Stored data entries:
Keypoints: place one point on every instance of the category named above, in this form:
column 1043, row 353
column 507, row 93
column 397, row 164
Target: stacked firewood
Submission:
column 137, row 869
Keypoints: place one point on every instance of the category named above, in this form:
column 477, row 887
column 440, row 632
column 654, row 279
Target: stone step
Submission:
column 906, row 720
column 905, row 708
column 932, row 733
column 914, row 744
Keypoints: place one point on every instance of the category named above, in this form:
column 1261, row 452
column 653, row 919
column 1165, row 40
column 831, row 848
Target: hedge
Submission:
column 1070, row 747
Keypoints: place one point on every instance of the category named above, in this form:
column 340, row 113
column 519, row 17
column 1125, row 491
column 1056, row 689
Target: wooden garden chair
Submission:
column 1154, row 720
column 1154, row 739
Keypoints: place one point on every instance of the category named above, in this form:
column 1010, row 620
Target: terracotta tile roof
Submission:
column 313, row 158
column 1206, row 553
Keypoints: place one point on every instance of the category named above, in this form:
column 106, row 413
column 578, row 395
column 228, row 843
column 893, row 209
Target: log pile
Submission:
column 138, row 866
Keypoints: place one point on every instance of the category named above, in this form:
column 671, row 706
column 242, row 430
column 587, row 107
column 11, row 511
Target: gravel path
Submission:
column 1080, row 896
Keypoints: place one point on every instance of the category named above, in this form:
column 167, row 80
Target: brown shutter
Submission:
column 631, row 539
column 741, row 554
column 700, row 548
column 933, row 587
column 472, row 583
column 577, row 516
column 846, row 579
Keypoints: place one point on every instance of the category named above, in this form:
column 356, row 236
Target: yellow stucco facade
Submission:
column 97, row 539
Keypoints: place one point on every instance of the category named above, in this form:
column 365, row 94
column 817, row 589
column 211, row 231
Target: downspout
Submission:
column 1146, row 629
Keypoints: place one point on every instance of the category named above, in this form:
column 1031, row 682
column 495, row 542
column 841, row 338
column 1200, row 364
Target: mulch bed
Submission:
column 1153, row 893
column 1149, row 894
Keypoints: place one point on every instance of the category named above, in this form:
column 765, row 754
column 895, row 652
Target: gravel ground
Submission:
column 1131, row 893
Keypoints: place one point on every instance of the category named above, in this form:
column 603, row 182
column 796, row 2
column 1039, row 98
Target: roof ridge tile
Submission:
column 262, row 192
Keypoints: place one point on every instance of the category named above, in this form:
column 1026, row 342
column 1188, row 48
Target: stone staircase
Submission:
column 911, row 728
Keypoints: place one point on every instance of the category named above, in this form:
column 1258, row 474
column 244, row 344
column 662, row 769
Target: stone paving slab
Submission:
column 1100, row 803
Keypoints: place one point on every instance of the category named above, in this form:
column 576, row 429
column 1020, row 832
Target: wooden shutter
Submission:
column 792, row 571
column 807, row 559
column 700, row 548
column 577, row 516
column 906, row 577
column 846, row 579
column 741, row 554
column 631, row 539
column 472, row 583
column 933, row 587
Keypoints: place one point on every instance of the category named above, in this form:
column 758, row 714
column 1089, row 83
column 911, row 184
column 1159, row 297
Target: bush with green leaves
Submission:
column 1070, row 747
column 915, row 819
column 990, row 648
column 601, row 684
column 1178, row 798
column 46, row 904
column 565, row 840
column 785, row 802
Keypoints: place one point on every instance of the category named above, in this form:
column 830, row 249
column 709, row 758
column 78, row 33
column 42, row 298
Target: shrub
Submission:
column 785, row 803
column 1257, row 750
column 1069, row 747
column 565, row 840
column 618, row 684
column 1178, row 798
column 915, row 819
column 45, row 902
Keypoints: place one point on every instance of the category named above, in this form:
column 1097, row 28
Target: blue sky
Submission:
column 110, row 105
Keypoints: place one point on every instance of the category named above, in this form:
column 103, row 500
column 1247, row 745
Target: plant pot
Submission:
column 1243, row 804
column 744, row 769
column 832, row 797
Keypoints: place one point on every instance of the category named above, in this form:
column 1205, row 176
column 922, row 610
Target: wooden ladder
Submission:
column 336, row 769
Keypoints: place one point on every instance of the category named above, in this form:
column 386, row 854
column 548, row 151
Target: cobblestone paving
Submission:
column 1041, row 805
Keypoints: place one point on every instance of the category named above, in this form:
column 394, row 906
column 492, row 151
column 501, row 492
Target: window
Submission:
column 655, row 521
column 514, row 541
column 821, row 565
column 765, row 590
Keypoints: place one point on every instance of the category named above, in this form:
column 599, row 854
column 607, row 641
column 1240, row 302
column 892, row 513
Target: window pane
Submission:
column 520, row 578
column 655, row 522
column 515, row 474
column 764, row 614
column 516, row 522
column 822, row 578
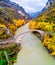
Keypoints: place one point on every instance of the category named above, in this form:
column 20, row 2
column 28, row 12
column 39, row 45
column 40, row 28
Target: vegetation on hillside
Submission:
column 46, row 22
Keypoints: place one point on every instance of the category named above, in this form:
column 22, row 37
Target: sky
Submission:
column 31, row 6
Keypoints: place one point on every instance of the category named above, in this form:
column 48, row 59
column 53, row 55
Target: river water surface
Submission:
column 32, row 52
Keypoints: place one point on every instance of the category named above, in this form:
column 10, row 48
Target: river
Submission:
column 32, row 52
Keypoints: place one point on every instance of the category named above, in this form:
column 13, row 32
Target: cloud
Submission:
column 31, row 5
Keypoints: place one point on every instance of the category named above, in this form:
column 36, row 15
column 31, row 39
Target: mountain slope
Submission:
column 36, row 14
column 10, row 11
column 48, row 15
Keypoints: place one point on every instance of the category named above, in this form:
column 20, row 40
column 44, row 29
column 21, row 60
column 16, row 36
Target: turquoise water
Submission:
column 32, row 52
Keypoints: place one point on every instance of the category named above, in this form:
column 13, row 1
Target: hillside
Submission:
column 11, row 16
column 48, row 15
column 46, row 22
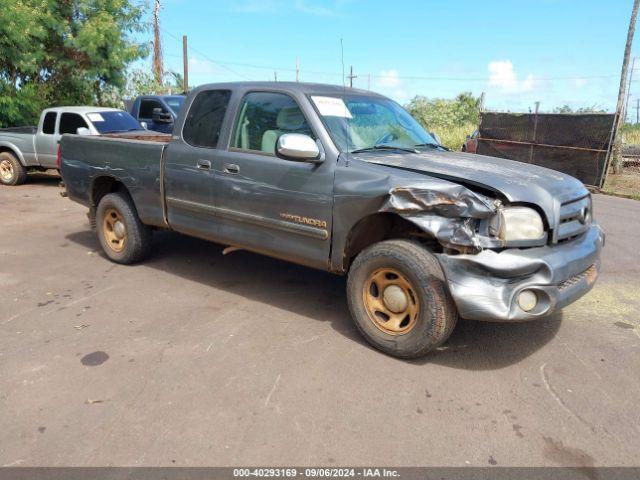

Prompt: The response must contain each line above that holds the string "hillside".

Final answer:
Target: vegetation on hillside
Target: hillside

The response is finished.